Work item | Would you repeat every line of the data exactly?

Stored data entries:
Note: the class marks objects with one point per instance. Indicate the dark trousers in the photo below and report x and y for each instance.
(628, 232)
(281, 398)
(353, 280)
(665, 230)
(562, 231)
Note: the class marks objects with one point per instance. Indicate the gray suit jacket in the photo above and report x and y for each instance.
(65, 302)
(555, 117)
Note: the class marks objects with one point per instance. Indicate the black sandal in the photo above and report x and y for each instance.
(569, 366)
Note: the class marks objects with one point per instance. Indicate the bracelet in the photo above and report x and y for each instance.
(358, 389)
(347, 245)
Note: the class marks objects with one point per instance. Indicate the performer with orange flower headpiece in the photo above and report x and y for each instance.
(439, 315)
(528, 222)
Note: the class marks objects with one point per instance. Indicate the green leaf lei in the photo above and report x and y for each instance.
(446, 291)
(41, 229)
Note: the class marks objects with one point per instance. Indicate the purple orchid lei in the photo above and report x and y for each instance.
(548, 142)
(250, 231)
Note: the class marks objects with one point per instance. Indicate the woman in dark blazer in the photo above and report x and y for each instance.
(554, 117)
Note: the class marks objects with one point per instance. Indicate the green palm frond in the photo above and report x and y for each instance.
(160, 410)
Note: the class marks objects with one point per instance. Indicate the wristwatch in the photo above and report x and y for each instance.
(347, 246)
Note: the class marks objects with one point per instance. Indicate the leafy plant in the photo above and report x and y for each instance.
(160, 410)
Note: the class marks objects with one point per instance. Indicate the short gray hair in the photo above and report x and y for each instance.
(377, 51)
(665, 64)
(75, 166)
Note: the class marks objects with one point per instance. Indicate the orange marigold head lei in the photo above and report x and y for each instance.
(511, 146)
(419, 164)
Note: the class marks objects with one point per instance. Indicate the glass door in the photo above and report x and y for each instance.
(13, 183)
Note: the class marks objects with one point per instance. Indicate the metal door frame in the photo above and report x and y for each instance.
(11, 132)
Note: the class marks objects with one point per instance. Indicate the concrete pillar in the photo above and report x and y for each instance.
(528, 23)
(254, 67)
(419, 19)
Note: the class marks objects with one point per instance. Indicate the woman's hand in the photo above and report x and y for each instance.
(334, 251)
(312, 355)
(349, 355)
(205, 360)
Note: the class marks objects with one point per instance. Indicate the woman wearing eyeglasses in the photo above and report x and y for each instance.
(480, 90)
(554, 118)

Task response |
Note: the class marks objects with one point per instance. Indicate the dark trousers in the photo below and report x and y for each instance.
(628, 232)
(281, 398)
(353, 280)
(665, 230)
(562, 231)
Note: the class marks objects with one point per instance. Indicate the gray suit jacket in the photo above and report x and y for each instance.
(65, 302)
(555, 117)
Note: the class marks objects with one point per instance. Indicate the black sandal in the photo above and report x and y for each instance.
(569, 366)
Note: the class marks objects with one point per instance. Indicate the bracelet in the photo above and report x and y for each instance.
(358, 389)
(347, 245)
Note: the class marks objects with one point per instance. Indicate the performer with orange flower headpiece in the photo above and report x and y for each instance.
(439, 315)
(528, 222)
Note: the class marks objects with one point per instance. Indicate the green leaf lei in the photo above and report x and y for each instance.
(446, 291)
(41, 229)
Note: the class marks objects with one point per instance. Indicate the purple orchid lei in the photo above and report x and y for each instance.
(548, 142)
(250, 231)
Note: the class marks objects with one point per instance. Indicate the woman in dark blazer in the photo above and report x and y for each instance.
(554, 117)
Note: the class marks objects with one point per instance. Indicate the green palm frond in the photo above and report x and y for each instance.
(160, 410)
Note: the class marks objects with one point per instance. Indicate the wristwatch in the photo above and report x and y for each instance.
(347, 246)
Note: the class marks objects with one point per instance. Indicate the leafy plant in the photo above and report x and y for each instance.
(160, 410)
Note: the class marks objects with one point per instance. Indicate the short gray hair in the photo above and report x and y for each instance.
(377, 51)
(665, 64)
(75, 166)
Note: the class marks objects with one point per instance. Indicate the orange marigold head lei in the photo above and report x and y for each instance.
(511, 146)
(419, 164)
Note: the class marks objects with one point per instance. Indicate the glass door in the photo above and report x and y for each instance.
(13, 183)
Note: the class marks objects with one point per instance. Indicate the metal door frame in the photo above and report x and y for each instance.
(11, 132)
Note: the class marks objects with one point per instance. Indicate the concrete pillar in the photo above and report x and y for each instance.
(528, 23)
(254, 67)
(419, 19)
Note: the class marks objects with one point per instance. Indicate the woman's hand in the photo above and report x and y for each instance.
(334, 251)
(312, 355)
(349, 355)
(205, 360)
Note: the class marks objects with one point per instance. Indicate the woman wearing eyeglasses in the photo above and report x and y for each instance.
(480, 90)
(554, 118)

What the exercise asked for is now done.